(Items listed in a dataset)
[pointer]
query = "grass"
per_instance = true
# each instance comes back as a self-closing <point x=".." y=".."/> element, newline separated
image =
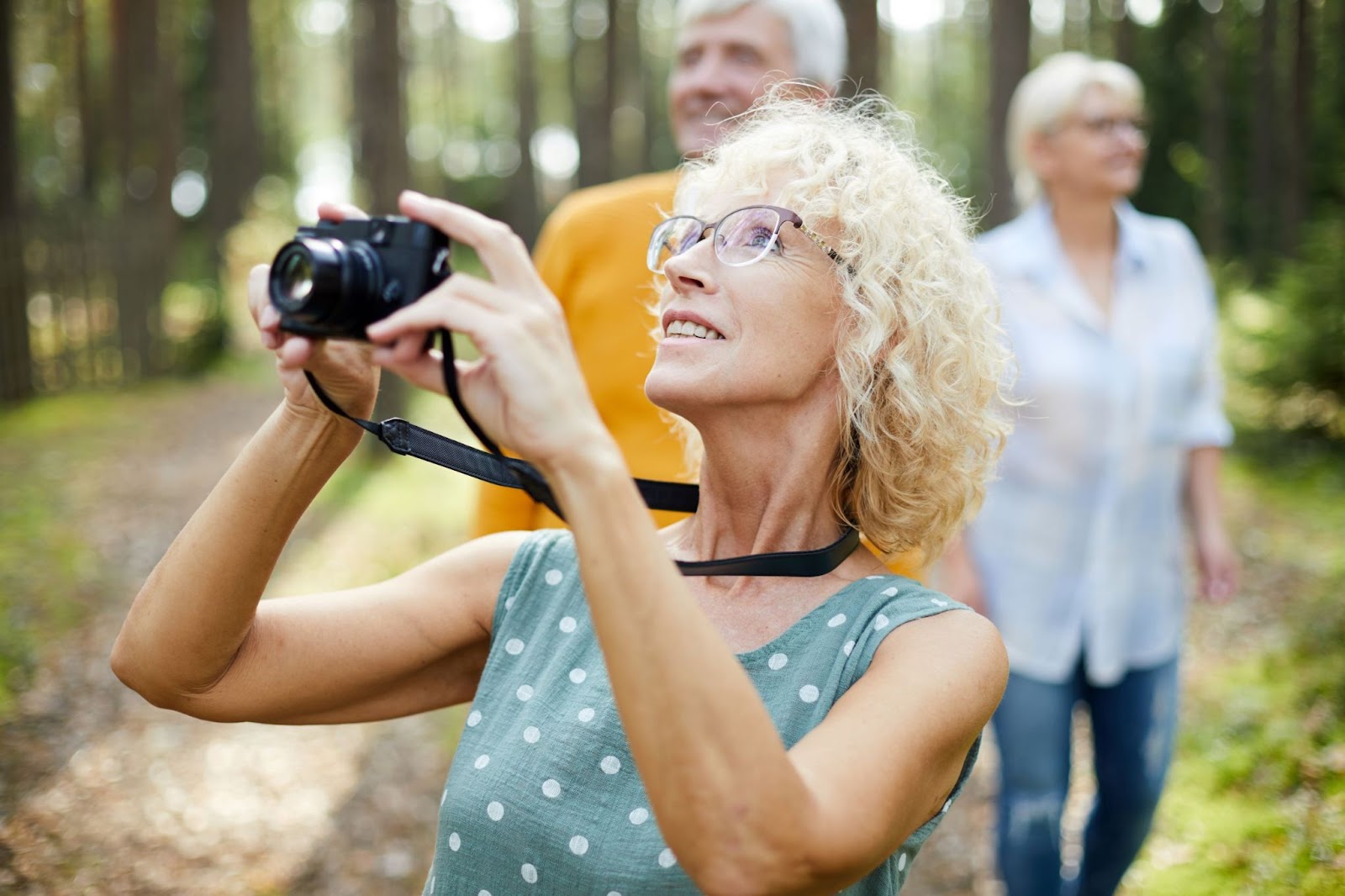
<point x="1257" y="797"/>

...

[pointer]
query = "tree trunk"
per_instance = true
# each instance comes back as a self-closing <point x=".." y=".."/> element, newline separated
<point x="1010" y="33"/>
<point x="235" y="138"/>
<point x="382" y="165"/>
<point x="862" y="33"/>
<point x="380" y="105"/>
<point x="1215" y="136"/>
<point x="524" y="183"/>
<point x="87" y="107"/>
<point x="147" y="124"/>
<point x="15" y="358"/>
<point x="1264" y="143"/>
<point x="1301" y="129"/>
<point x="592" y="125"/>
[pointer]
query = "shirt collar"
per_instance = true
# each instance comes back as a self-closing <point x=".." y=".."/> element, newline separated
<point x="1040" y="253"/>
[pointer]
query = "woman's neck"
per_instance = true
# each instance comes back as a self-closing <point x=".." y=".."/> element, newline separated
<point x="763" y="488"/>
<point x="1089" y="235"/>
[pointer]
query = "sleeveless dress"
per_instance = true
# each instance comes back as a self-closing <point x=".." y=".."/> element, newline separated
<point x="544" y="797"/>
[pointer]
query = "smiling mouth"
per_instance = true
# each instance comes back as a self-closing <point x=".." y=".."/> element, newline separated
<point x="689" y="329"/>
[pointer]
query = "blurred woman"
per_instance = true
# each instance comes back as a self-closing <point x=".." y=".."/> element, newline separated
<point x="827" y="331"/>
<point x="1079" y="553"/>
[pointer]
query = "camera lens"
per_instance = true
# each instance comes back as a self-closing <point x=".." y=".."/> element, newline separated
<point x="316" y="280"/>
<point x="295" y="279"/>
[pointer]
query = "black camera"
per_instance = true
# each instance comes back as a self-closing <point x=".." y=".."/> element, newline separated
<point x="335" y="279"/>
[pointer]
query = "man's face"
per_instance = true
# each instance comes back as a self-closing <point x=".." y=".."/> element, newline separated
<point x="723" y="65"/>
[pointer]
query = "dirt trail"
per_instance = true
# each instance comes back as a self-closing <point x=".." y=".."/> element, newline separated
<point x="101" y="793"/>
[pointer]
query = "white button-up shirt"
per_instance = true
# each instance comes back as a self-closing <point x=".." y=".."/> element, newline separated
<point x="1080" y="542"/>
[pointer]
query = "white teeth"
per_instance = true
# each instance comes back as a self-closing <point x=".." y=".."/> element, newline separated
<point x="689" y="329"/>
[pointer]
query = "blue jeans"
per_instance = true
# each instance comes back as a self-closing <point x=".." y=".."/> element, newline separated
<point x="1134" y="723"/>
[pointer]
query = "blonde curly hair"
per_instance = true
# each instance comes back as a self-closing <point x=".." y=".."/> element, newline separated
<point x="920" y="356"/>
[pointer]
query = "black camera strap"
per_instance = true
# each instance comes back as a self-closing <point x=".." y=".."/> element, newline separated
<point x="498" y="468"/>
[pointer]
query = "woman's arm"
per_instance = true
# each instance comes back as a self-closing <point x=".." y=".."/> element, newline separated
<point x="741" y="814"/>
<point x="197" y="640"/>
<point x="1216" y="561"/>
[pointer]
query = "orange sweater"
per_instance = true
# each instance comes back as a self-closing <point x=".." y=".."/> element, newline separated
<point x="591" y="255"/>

[Task prompt]:
Copy out the lines of the records above in which the string "shirt" appears.

[Task output]:
query = "shirt collar"
query = "white button-up shirt"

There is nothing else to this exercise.